Return word for word everything from the line that contains "Thank you for the photo. Could you indicate the sea" down to the line that contains "<point>570,381</point>", including both of those lines.

* * * *

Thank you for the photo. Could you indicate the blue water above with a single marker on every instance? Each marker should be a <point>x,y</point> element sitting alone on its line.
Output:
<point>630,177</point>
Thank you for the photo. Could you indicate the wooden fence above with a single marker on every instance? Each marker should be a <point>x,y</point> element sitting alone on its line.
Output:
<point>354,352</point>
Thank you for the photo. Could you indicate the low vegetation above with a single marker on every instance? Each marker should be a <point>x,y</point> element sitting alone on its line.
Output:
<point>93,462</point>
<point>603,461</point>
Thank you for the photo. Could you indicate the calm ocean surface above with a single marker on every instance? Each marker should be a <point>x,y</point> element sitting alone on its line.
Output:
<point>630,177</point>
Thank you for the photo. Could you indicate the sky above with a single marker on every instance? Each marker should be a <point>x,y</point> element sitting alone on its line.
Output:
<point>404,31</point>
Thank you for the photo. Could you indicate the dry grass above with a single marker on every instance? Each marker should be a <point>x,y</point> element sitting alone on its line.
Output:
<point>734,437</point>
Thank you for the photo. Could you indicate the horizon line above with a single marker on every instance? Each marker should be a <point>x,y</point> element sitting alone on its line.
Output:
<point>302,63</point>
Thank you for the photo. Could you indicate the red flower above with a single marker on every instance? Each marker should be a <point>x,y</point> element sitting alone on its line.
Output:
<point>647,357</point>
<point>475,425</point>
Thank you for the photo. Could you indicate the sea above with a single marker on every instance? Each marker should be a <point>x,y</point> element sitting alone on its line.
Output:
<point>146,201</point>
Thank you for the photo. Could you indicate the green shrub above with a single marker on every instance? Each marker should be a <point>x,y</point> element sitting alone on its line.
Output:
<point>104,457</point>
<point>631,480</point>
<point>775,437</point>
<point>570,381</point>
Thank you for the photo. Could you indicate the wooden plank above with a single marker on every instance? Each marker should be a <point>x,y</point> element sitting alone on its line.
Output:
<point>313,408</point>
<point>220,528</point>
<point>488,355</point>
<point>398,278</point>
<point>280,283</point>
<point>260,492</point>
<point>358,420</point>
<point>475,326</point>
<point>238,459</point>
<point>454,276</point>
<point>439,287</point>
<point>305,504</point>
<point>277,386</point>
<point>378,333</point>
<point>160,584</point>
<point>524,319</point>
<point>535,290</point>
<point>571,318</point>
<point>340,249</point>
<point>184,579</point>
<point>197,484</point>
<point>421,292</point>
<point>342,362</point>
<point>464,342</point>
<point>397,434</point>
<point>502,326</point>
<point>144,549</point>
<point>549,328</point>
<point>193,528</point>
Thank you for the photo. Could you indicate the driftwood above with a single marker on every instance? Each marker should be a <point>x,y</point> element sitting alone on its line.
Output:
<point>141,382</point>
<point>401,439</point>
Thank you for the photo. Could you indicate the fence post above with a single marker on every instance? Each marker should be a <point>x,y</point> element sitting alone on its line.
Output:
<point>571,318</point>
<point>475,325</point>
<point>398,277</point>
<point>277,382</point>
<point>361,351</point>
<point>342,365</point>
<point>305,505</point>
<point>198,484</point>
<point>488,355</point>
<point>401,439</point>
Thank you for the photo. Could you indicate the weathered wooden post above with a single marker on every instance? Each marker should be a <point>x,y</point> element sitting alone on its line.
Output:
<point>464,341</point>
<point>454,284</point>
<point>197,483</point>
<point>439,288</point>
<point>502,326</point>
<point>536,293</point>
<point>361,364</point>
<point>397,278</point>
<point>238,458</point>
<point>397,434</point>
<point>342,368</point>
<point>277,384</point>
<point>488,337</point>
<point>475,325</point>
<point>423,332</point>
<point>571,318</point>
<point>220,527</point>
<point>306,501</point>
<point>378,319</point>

* * * *

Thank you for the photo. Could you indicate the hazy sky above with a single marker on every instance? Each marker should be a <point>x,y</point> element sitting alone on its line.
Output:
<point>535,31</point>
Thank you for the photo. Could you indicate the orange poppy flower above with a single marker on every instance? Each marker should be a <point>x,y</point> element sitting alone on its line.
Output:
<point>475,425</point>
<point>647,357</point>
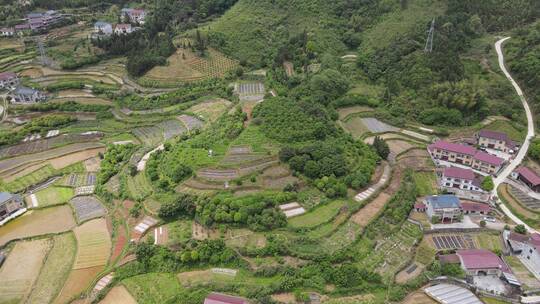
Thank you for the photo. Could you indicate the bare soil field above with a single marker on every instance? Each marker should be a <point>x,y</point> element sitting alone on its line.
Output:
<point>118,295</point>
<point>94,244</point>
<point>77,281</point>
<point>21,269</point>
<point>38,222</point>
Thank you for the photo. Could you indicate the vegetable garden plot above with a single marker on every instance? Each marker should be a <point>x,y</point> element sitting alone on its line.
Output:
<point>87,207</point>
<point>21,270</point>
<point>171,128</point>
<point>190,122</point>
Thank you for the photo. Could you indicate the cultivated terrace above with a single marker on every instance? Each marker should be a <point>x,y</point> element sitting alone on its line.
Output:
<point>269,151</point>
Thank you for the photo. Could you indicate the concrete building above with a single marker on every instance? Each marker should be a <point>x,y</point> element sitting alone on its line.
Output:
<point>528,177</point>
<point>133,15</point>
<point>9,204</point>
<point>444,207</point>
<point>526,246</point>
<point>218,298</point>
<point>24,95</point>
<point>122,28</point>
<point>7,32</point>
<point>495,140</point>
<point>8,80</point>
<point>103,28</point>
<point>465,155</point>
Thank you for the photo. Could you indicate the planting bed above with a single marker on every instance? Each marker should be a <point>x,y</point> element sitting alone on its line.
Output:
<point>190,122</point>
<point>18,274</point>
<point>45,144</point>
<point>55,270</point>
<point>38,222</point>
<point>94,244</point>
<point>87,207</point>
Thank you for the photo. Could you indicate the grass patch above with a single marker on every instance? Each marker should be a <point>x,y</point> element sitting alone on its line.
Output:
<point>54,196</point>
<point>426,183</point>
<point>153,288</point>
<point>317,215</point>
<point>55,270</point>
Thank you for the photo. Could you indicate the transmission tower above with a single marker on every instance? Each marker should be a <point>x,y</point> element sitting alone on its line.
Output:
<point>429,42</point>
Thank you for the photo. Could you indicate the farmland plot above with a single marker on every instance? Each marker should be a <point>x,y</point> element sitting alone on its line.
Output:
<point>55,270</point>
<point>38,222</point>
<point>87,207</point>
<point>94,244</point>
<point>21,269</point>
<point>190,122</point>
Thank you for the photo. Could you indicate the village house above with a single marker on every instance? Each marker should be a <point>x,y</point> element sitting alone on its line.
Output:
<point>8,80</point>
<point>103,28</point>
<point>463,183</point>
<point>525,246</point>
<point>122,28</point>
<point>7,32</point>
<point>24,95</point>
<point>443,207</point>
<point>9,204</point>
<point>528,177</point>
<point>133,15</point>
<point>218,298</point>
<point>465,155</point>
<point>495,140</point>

* * * *

Correct answer:
Thank you for the photo. Could you indicate the sea above with a single marker on every instance? Each marker should be a <point>x,y</point> element sitting alone on its line.
Output:
<point>146,201</point>
Thank you for the photo. Could you indicate the green shrub above with a single marker on every instance? Each marker should be a <point>x,y</point> element sitting alone on its line.
Output:
<point>104,457</point>
<point>631,480</point>
<point>775,437</point>
<point>570,381</point>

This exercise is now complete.